▶ **CONSIGNE 1**:
Recopiez le passage du texte sur la comparution immédiate qui va de « Le schéma en » à « fabriqué sur mesure ! ».
▶ **CONSIGNE 2**:
Répondez aux questions suivantes d'après le texte sur la comparution immédiate.
(a) Dans quel délai l'audience doit-elle avoir lieu en cas de comparution immédiate différée ?
(b) Devant qui passe-t-on lorsque la comparution immédiate est différée ?
(c) Parmi les garanties de représentation, quelle pièce est citée comme la plus importante ?
▶ **CONSIGNE 3**:
Poursuivez le texte sur la comparution immédiate à la suite de sa dernière phrase.
──────── TEXTE
Petite précision : dans le cas très particulier où la comparution immédiate ne peut avoir lieu le même jour que l’orientation (notamment quand l’orientation est un dimanche, et que les chambres de comparution immédiate sont fermées), il y a alors comparution immédiate différée : on passe devant un JLD qui décide souvent de nous placer en détention provisoire (mais qui peut aussi décider d’un placement sous contrôle judiciaire), et l’audience de comparution immédiate doit avoir lieu sous les 3 jours. À ce moment-là, on pourra aussi demander un délai pour préparer sa défense, et risquer un contrôle judiciaire ou un placement en détention provisoire. Et vu que tu as déjà passé une ou deux nuit en prison, les juges ont plus tendance à placer en détention provisoire en attendant le report de comparution immédiate.

Le schéma en format pdf :

Quelques définitions

  • Les garanties de représentation : c’est des pièces qui vont montrer à la justice que le risque de récidive et le risque que tu fuies la justice sont faibles, comme un contrat de travail, une promesse d’embauche, un certificat de scolarité, une preuve d’engagement dans une association, un justificatif de domicile, une attestation d’hébergement, et surtout une pièce d’identité. Tout cela peut être fabriqué sur mesure !
────────────────
──────── RELEVÉ DES LIGNES
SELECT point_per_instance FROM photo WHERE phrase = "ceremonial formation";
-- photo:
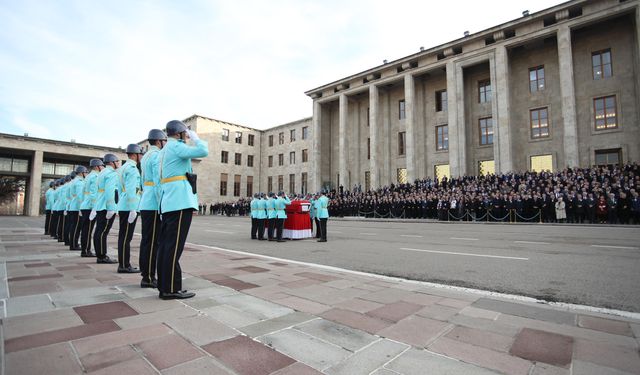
(159, 186)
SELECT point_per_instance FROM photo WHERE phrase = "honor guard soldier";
(130, 192)
(105, 207)
(89, 193)
(149, 206)
(177, 204)
(322, 213)
(74, 213)
(280, 204)
(48, 198)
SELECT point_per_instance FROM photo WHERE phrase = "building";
(553, 89)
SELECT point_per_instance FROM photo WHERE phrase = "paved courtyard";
(63, 314)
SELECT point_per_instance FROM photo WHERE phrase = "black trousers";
(86, 230)
(74, 228)
(125, 234)
(254, 228)
(149, 244)
(47, 222)
(279, 228)
(103, 226)
(173, 235)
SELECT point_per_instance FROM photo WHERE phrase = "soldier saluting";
(177, 204)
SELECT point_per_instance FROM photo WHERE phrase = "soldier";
(130, 192)
(322, 213)
(74, 206)
(177, 204)
(89, 193)
(48, 199)
(105, 207)
(149, 208)
(280, 204)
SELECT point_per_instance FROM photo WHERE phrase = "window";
(541, 163)
(249, 186)
(536, 79)
(292, 183)
(605, 112)
(441, 101)
(486, 131)
(402, 114)
(401, 142)
(303, 183)
(236, 185)
(608, 157)
(484, 91)
(539, 120)
(223, 184)
(442, 137)
(601, 62)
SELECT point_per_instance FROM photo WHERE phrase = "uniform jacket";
(130, 186)
(175, 162)
(150, 166)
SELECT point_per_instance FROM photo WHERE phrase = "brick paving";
(63, 314)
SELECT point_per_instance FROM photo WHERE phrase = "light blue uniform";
(280, 205)
(175, 162)
(89, 191)
(107, 183)
(150, 166)
(130, 186)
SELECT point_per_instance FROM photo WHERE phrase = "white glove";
(193, 135)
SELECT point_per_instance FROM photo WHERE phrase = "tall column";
(35, 182)
(373, 135)
(457, 137)
(567, 91)
(342, 140)
(409, 106)
(500, 108)
(316, 155)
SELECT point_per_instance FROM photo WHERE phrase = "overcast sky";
(105, 72)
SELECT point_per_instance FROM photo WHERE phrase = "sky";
(106, 72)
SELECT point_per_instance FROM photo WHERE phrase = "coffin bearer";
(89, 193)
(105, 207)
(130, 192)
(149, 206)
(177, 204)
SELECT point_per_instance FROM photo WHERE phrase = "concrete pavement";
(63, 314)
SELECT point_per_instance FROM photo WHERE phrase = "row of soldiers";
(268, 212)
(158, 186)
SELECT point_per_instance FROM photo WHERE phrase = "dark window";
(536, 79)
(442, 137)
(539, 119)
(601, 62)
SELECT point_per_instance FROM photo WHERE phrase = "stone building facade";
(554, 89)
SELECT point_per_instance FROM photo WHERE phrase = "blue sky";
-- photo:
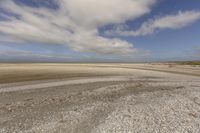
(92, 30)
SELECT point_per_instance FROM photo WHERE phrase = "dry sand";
(99, 98)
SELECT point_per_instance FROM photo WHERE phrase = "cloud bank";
(175, 21)
(73, 23)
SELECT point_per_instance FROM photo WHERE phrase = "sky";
(99, 30)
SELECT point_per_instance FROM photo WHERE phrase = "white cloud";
(175, 21)
(75, 23)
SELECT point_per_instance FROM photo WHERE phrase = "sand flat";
(99, 98)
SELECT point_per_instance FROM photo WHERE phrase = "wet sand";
(99, 98)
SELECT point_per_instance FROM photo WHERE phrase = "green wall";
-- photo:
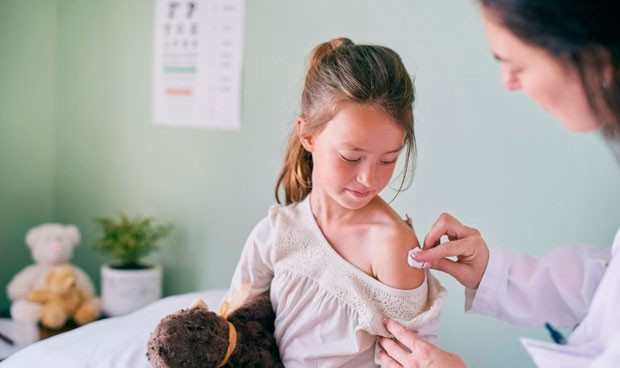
(492, 158)
(27, 107)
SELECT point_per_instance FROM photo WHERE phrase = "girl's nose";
(367, 175)
(511, 81)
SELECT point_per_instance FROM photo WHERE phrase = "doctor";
(565, 54)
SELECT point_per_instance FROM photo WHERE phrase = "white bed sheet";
(113, 342)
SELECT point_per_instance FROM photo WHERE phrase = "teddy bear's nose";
(55, 248)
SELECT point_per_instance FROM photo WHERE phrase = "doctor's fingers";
(447, 225)
(394, 355)
(408, 339)
(472, 258)
(464, 248)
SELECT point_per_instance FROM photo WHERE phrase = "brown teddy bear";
(62, 299)
(196, 337)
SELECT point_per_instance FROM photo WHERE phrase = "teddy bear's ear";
(200, 304)
(32, 236)
(73, 234)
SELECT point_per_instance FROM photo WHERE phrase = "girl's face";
(355, 154)
(550, 82)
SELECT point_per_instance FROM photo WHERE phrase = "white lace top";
(328, 311)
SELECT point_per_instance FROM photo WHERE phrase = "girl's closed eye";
(350, 159)
(389, 161)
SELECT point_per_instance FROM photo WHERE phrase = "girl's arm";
(390, 264)
(255, 266)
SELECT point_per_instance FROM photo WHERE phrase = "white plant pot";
(124, 291)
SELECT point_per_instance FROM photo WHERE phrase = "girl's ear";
(306, 140)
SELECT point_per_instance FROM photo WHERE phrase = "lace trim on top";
(307, 253)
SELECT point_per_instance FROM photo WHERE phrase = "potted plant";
(127, 283)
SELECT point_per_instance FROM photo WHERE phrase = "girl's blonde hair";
(341, 71)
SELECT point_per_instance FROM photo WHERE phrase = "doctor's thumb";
(445, 265)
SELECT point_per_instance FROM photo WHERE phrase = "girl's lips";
(359, 194)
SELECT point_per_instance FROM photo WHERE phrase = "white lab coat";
(571, 286)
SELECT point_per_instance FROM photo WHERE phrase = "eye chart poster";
(197, 63)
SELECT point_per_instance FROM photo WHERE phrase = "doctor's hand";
(407, 350)
(465, 243)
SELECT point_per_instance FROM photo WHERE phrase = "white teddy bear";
(50, 245)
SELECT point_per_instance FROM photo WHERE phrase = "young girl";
(335, 256)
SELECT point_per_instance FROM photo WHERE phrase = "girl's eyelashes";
(350, 160)
(356, 160)
(389, 162)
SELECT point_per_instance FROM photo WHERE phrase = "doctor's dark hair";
(581, 33)
(339, 72)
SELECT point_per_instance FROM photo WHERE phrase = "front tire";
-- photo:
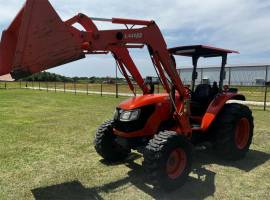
(233, 131)
(167, 160)
(106, 145)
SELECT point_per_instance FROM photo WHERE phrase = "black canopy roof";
(200, 51)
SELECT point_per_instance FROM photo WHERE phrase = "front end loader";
(165, 127)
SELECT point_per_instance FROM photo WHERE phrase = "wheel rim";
(242, 133)
(176, 163)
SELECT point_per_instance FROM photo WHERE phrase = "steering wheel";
(188, 91)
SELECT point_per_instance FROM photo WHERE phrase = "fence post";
(265, 92)
(201, 75)
(229, 77)
(75, 89)
(101, 89)
(116, 90)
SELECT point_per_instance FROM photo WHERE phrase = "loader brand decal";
(133, 36)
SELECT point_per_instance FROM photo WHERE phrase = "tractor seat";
(202, 94)
(200, 99)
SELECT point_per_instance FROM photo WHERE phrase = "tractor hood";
(141, 101)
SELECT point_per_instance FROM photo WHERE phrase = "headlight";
(130, 115)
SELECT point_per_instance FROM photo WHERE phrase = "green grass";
(46, 152)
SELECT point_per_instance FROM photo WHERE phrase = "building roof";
(200, 50)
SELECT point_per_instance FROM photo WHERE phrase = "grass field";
(46, 152)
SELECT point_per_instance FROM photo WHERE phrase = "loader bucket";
(37, 40)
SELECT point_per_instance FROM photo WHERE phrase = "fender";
(215, 107)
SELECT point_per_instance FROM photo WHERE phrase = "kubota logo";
(134, 36)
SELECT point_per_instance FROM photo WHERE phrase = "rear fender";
(216, 106)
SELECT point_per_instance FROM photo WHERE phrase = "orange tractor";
(163, 127)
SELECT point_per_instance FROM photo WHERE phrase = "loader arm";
(38, 40)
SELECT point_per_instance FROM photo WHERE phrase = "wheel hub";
(242, 132)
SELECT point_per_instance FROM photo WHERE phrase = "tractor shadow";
(199, 186)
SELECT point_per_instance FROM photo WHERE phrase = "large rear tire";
(106, 145)
(167, 160)
(233, 131)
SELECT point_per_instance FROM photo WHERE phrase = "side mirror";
(224, 75)
(195, 76)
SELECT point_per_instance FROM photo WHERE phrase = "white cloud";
(238, 24)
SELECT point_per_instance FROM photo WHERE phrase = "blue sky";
(243, 25)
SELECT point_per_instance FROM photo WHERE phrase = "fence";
(254, 93)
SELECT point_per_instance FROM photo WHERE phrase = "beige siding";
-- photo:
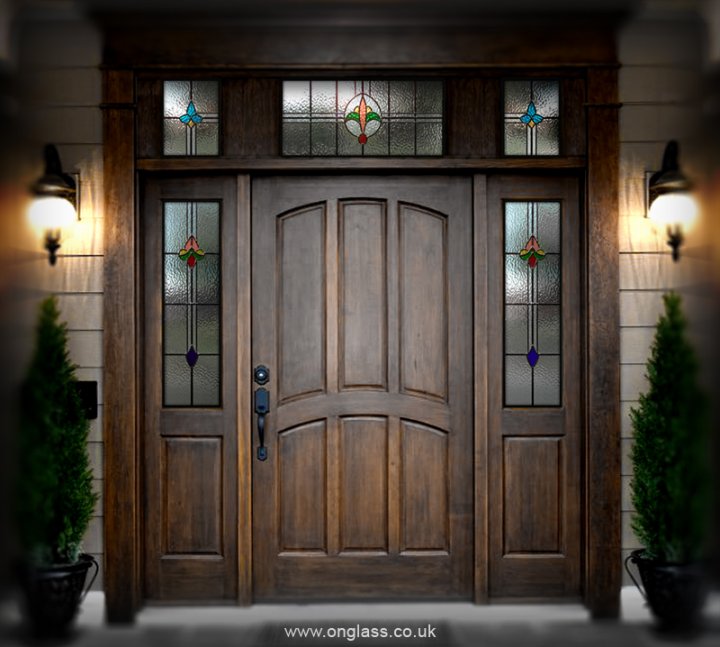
(659, 81)
(659, 85)
(59, 61)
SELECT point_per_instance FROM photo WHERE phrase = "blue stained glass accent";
(192, 356)
(531, 117)
(191, 117)
(533, 357)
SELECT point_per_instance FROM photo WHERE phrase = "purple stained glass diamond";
(533, 357)
(192, 356)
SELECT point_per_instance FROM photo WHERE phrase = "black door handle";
(262, 408)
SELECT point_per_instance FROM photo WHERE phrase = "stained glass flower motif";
(532, 252)
(363, 117)
(191, 253)
(531, 118)
(533, 356)
(191, 117)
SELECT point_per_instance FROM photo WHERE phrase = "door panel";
(534, 447)
(190, 446)
(362, 302)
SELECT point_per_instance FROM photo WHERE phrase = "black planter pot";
(676, 593)
(53, 594)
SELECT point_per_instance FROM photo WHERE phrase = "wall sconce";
(669, 199)
(54, 203)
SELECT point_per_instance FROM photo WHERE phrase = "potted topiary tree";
(670, 483)
(55, 497)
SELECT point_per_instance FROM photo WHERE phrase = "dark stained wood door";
(362, 311)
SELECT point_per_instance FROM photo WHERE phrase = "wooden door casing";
(534, 453)
(362, 310)
(190, 454)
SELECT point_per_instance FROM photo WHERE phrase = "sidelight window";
(532, 304)
(191, 304)
(191, 116)
(373, 118)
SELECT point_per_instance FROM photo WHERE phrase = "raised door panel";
(302, 457)
(534, 392)
(363, 295)
(189, 439)
(364, 484)
(423, 302)
(301, 302)
(369, 453)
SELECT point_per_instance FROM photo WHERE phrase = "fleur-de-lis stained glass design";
(191, 116)
(532, 252)
(191, 252)
(532, 357)
(191, 304)
(532, 117)
(362, 117)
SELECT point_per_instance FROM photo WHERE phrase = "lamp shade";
(51, 213)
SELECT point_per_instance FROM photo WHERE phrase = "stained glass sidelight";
(532, 111)
(532, 355)
(191, 117)
(373, 118)
(191, 304)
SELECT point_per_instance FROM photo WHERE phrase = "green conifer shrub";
(670, 483)
(55, 493)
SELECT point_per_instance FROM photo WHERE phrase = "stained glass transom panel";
(191, 304)
(191, 118)
(532, 112)
(533, 317)
(356, 118)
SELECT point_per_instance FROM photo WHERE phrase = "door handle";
(262, 408)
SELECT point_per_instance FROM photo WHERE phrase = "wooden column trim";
(480, 237)
(120, 348)
(603, 529)
(244, 367)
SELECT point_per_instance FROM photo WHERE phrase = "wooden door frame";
(123, 287)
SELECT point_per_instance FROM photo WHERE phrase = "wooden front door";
(362, 313)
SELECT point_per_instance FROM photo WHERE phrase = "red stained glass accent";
(191, 253)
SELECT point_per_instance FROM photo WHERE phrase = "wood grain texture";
(533, 494)
(192, 511)
(602, 594)
(390, 493)
(244, 367)
(363, 289)
(190, 454)
(423, 303)
(302, 457)
(424, 495)
(480, 379)
(122, 515)
(363, 484)
(301, 306)
(532, 554)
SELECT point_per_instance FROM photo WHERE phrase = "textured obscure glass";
────────────────
▶ **CORRIGÉ 1**:
Le schéma en format pdf :

Quelques définitions

  • Les garanties de représentation : c’est des pièces qui vont montrer à la justice que le risque de récidive et le risque que tu fuies la justice sont faibles, comme un contrat de travail, une promesse d’embauche, un certificat de scolarité, une preuve d’engagement dans une association, un justificatif de domicile, une attestation d’hébergement, et surtout une pièce d’identité. Tout cela peut être fabriqué sur mesure !

▶ **CORRIGÉ 2**:
(a) Sous les 3 jours.
(b) Devant un JLD.
(c) Une pièce d'identité.

▶ **CORRIGÉ 3**:
  • Le CJ : le contrôle judiciaire, c’est une mesure que prend un JLD ou un juge pour s’assurer que tu va bien être présent à ton procès. Il se base notamment sur les garanties de représentation que tu va fournir : pièce d’identité, preuve d’activité (contrat, ou engagement associatif) et justificatif de domicile. Le CJ peut t’interdire de fréquenter certains lieux voire certains départements, d’aller en manifestation, de voir certaines personnes, et il peut t’obliger à « pointer » au comico de ta ville de résidence régulièrement, ou à faire des soins.
  • L’officier de police judiciaire : c un.e keuf qui a plus de pouvoir et de diplômes que les autres.

Pour plus d’infos sur l’antirep, on vous conseille le manuel de défense collective de la rue au tribunal, version octobre 2022 :

Et voici les textes de loi sur le sujet :

Et un lien vers des brochures antirep sur pleins de sujets différents : https://rajcollective.noblogs.org/

À lire également...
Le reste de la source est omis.